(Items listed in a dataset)
^^^^^^^^

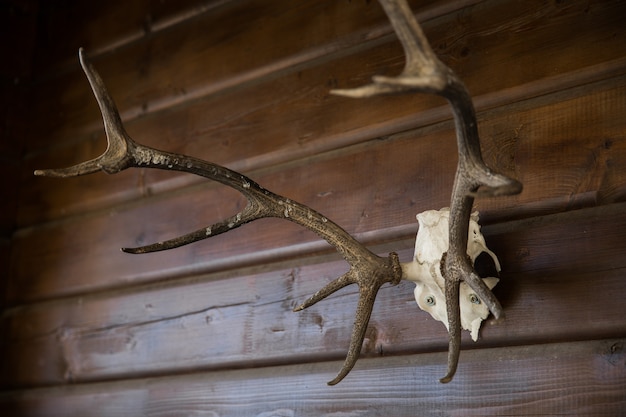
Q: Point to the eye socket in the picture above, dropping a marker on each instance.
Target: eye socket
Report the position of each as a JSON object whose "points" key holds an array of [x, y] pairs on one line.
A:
{"points": [[474, 299]]}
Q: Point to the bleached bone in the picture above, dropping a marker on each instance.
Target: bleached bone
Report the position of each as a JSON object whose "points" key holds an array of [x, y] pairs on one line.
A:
{"points": [[431, 244]]}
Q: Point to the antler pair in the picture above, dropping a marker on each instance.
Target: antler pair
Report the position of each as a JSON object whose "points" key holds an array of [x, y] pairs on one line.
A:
{"points": [[423, 73]]}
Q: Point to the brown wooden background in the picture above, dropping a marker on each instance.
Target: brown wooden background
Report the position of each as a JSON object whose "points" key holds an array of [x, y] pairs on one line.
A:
{"points": [[207, 329]]}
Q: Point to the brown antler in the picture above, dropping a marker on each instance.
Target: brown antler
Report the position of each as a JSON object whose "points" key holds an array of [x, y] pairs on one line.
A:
{"points": [[424, 72], [367, 270]]}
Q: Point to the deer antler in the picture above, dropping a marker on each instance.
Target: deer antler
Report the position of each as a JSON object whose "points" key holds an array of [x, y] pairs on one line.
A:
{"points": [[424, 72], [367, 270]]}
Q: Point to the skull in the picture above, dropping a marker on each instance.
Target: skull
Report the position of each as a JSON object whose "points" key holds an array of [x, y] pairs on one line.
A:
{"points": [[425, 270]]}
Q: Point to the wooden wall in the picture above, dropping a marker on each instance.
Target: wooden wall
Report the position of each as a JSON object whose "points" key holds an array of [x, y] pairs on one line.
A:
{"points": [[207, 329]]}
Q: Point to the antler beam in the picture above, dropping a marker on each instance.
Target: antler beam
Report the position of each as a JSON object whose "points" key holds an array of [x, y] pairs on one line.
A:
{"points": [[425, 73], [368, 270]]}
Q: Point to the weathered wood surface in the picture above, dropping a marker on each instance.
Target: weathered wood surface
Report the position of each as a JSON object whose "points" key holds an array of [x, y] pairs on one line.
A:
{"points": [[239, 42], [379, 194], [292, 116], [247, 320], [87, 330], [573, 379]]}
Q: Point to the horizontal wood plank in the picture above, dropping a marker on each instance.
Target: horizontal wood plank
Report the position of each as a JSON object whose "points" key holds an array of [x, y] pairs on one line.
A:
{"points": [[574, 379], [246, 319], [105, 26], [239, 42], [379, 192], [292, 116]]}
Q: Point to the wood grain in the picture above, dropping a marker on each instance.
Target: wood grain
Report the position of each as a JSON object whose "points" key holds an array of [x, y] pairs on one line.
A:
{"points": [[292, 116], [245, 320], [574, 379], [246, 42], [379, 193], [209, 329]]}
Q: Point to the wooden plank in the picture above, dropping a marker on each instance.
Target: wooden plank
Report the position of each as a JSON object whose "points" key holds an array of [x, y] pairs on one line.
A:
{"points": [[245, 130], [584, 127], [245, 319], [102, 27], [574, 379], [246, 41]]}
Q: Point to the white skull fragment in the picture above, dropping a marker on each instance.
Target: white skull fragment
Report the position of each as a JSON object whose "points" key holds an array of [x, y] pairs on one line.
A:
{"points": [[430, 245]]}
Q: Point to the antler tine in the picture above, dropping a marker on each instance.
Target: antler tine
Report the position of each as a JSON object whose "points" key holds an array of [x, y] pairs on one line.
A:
{"points": [[368, 270], [424, 72], [115, 157]]}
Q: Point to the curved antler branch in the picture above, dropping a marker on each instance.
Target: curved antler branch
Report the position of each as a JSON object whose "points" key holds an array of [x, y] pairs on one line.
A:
{"points": [[425, 73], [368, 270]]}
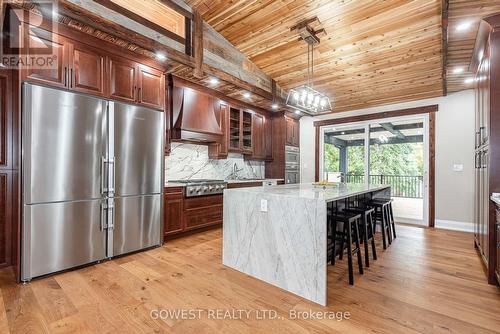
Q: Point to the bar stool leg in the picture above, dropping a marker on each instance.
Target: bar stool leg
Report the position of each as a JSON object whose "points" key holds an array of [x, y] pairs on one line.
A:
{"points": [[365, 240], [374, 250], [348, 231], [360, 258], [388, 224], [393, 223], [334, 236], [342, 242], [382, 225]]}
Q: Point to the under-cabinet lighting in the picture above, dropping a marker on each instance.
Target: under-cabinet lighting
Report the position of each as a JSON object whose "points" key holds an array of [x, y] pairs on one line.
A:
{"points": [[161, 56], [463, 26]]}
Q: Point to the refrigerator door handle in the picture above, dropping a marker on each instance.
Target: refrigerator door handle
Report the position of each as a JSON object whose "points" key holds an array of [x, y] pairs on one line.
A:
{"points": [[111, 209], [104, 189], [112, 177], [104, 216]]}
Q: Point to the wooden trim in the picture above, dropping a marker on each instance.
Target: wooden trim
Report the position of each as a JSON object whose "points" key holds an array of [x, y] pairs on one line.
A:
{"points": [[178, 81], [189, 38], [431, 110], [432, 169], [177, 8], [316, 153], [380, 115], [139, 19], [198, 45], [444, 33]]}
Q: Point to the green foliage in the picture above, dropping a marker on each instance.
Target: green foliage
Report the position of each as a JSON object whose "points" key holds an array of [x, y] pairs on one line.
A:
{"points": [[387, 159]]}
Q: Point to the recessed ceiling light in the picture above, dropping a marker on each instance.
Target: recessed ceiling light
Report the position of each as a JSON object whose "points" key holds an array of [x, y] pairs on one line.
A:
{"points": [[464, 26], [161, 56]]}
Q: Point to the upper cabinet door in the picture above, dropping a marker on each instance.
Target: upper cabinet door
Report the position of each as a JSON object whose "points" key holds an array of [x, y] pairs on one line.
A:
{"points": [[87, 69], [38, 39], [258, 136], [151, 87], [289, 131], [122, 80], [268, 138], [296, 133]]}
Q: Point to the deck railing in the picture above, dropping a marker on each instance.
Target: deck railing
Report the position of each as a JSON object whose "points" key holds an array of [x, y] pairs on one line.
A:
{"points": [[402, 185]]}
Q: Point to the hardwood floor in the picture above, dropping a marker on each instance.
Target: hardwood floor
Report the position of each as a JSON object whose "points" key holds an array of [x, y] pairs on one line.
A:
{"points": [[428, 281]]}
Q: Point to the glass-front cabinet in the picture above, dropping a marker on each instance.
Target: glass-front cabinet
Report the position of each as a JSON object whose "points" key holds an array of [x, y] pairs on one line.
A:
{"points": [[240, 131], [246, 132]]}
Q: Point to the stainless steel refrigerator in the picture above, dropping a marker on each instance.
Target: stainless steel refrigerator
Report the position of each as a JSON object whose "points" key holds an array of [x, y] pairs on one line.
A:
{"points": [[92, 179]]}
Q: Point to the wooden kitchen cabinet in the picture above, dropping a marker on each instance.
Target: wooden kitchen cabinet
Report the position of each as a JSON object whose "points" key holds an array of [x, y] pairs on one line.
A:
{"points": [[184, 214], [40, 39], [202, 211], [258, 140], [173, 210], [6, 207], [220, 150], [150, 87], [122, 79], [84, 68], [87, 69], [268, 138]]}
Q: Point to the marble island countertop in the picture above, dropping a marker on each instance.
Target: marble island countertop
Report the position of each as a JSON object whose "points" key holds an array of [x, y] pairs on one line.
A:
{"points": [[278, 234], [169, 184], [309, 191]]}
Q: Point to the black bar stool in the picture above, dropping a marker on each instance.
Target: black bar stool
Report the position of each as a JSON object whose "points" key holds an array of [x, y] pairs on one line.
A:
{"points": [[367, 230], [349, 231], [389, 215]]}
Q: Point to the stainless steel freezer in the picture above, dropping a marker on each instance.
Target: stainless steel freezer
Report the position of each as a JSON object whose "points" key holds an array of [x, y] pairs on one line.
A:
{"points": [[92, 179]]}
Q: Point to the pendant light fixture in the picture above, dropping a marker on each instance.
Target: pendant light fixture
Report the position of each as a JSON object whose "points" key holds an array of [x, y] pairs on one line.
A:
{"points": [[306, 98]]}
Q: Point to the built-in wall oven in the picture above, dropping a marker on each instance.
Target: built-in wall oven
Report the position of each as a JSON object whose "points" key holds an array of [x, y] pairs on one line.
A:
{"points": [[292, 164]]}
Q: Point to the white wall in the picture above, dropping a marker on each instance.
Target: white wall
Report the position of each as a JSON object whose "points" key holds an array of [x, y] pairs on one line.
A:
{"points": [[454, 145]]}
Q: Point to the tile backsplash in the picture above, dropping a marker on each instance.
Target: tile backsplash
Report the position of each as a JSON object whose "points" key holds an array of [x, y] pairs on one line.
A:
{"points": [[190, 161]]}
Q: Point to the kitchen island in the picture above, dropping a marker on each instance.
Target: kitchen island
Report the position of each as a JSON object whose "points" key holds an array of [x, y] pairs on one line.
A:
{"points": [[278, 234]]}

^^^^^^^^

The lines from the one holding "Target: stainless steel freezer" to the final line of the entries, both included, are what should be output, exactly and alone.

EXERCISE RESPONSE:
Target: stainless steel freezer
Report the position of each as a JSON object whose "points" key holds an array of [x, y] pairs on one line.
A:
{"points": [[92, 179]]}
Q: Point to the pendant light fixture in the picture above, dropping a marker on each instance.
Target: pendant light fixture
Report the position of each as a JSON object whose "points" key holds an array of [x, y] pairs on one line.
A:
{"points": [[306, 98]]}
Q: Point to the built-in wall oven in the picture above, dropping a marker on each instance.
Target: built-in wall oven
Report the position of each as a JSON object whose "points" key holds an array of [x, y] pairs on one line.
A:
{"points": [[292, 164]]}
Q: Point to the white wall in the picture above, dropping a marker on each instance.
Target: white wall
Report the position of each as a JSON object whose "points" key holds an array of [x, y] pairs on one line.
A:
{"points": [[454, 145]]}
Q: Point to the tile backsplash in the picture above, dropping a marker on each instance.
Target: tile backsplash
Report the position of each as a JSON object whose "points" key holds an array of [x, y] pairs on one line.
A:
{"points": [[190, 161]]}
Q: Point to the kitchen island in the picture above, dropping a marker on each instance.
Target: kitchen island
Report the position of each as a JSON object whose "points" key holds an array of [x, y] pairs on one line.
A:
{"points": [[278, 234]]}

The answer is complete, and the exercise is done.